Alıntılanan metin:
HDP “MEŞRU” BİR PARTİ Mİ ?
22 Eylül 2021 13:52:14
Kürt sorunun gündeme taşınmasını bekliyordum.
Şunun için:
Seçime gidiyoruz, kafaya oynayan iki İttifak var, ama başta 6 milyon oyu olan (yüzde 10 civarı) HDP ile yüzde 1-5 arasında oyu olan “küçük” partilerin tavırları henüz net değil.
HDP ile yüzde 5 civarında oyu olan Deva partisi, seçimde önemli rol oynayacaklar. Özellikle de HDP…
6 milyon oyu kim istemez !
Şöyle diyordum kendi kendime:
Bugün yarın Kürt sorunu ayağı ile HDP gündeme taşınır…
Öyle de oldu. Topa ilkten Kılıçdaroğlu girdi; “Kürt sorunu meşru HDP ile çözümlenebilir” şeklinde bir söz etti.
Çarşı karıştı…Her kafadan bir ses çıkarken, Kürt Sorunu ve onun üzerinden HDP küt diye gündeme oturdu.
Bu, CHP ‘nin bir taktik manevrasıydı, tuttu.
Kılıçdaroğlu daha sonra ilk sözlerini tevil yoluna gidip esas muhatabın TBMM olduğunu filan söyledi gerçi, ama Kürt sorununda 'meşru HDP’nin şu veya bu şekilde muhatap olduğu fikri gündeme eni-konu yerleşti.
Millet İttifakı bu şekilde HDP’ye biraz daha yaklaşırken, Cumhur İttifakı, Bahçeli’nin, “Kürt sorunu yoktur” açıklaması ile oyundışı kaldı. AKP’den, Bay Kemal karşıtı retorik dışında tık yok…
Tekrar ediyorum, Kürt sorununun ve HDP’nin gündeme taşınmasının altında seçim hesapları var.

İstenen görevler:
1. HDP ile ilgili yazının "Bu, CHP ‘nin" ile başlayıp "gündeme eni-konu yerleşti." ile biten kısmını hiç değiştirmeden yazın.
2. HDP ile ilgili yazının devamını, son cümlesinden sonrasını getirerek yazın.
Bu iş için satırlardan hiçbiri kullanılmaz.

Veri kümesi:
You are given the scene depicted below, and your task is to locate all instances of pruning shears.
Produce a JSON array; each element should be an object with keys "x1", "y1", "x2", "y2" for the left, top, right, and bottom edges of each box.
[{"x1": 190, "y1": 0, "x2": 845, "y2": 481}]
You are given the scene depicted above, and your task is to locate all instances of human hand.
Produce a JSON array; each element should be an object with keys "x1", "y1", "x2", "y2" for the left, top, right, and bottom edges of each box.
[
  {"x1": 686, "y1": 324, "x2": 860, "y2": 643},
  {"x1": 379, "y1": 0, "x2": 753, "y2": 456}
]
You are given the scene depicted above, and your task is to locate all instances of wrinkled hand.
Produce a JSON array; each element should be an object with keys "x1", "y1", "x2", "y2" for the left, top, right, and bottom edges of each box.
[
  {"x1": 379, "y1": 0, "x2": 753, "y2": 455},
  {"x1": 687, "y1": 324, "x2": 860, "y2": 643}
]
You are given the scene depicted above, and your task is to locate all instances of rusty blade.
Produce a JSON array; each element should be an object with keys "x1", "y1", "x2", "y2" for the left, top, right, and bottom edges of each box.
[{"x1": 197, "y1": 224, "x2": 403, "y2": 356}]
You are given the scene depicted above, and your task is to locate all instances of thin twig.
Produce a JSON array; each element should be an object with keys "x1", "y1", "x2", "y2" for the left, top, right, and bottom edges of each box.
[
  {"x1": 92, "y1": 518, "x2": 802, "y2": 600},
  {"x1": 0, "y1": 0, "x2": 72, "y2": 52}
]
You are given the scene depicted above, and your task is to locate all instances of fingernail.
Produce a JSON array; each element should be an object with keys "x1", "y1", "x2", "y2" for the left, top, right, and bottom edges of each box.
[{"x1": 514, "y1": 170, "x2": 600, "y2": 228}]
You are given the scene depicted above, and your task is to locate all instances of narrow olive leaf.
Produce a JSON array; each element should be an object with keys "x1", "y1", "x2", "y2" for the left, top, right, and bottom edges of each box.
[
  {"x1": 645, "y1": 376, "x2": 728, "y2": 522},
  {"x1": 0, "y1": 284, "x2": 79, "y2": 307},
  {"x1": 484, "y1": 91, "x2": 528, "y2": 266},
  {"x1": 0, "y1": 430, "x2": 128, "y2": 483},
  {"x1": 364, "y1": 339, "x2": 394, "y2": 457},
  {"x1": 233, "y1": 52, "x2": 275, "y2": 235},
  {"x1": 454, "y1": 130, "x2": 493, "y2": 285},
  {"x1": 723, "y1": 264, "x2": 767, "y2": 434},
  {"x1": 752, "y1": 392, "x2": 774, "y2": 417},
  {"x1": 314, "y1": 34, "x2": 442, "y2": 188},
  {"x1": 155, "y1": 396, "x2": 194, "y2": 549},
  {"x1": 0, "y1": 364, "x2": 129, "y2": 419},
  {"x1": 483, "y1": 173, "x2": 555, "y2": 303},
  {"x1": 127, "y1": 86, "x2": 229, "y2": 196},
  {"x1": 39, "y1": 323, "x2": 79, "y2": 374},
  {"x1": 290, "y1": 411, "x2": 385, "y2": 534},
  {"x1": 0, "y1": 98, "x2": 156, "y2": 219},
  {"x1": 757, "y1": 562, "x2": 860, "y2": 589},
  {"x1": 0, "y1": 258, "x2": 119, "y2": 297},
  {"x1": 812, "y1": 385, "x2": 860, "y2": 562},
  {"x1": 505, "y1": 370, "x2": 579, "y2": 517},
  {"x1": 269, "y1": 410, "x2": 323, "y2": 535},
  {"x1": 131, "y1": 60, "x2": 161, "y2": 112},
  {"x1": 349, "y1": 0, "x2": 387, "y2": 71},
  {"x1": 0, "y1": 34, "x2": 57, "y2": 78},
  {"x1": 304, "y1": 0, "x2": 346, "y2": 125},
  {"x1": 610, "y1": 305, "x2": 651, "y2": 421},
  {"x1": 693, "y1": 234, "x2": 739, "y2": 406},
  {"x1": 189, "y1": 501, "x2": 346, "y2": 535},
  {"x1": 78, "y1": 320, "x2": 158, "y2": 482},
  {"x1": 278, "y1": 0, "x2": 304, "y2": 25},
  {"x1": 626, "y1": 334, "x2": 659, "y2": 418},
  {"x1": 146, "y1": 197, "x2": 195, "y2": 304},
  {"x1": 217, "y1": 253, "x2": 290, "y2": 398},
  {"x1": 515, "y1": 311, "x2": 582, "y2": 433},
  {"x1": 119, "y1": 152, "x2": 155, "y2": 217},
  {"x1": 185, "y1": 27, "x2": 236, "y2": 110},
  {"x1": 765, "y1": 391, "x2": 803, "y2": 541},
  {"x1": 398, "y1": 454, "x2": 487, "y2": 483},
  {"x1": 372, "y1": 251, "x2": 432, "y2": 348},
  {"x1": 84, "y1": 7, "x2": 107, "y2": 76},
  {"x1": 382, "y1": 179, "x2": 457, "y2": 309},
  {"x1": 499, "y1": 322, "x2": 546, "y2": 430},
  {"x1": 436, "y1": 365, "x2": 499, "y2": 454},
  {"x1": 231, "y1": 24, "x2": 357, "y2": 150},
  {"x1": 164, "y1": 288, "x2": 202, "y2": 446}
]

Sonuçlar:
1.
Bu, CHP ‘nin bir taktik manevrasıydı, tuttu.
Kılıçdaroğlu daha sonra ilk sözlerini tevil yoluna gidip esas muhatabın TBMM olduğunu filan söyledi gerçi, ama Kürt sorununda 'meşru HDP’nin şu veya bu şekilde muhatap olduğu fikri gündeme eni-konu yerleşti.

2.
**
Bu konuda bir tartışma zemini açılması, seçim hesaplarının dışında kalan bir sorunu da alt gündeme taşıdı ama:
“Meşru HDP” kavramı ile, HDP milletvekili Sezai Temelli’nin düşünsel bakımdan Kürt sorununda muhatabın “İmralı” (Apo) olduğu şeklindeki sözleri, HDP’nin homojen bir parti olmadığını da ortaya çıkarttı. Özellikle, Demirtaş’ın Apo’yu hiç dikkate almayan açıklaması ile…
Bu konuya girmeden önce şu “meşru” lafı üzerinde duralım azıcık:
“Meşru” arapça kökenli bir sözcük, “yasalar ve komu vicdanının uygun gördüğü” anlamına geliyor.
Yasalar karşısında HDP, meşru bir parti. CHP de böyle yaklaşıyor konuyu zaten.
Peki kamu vicdanında ?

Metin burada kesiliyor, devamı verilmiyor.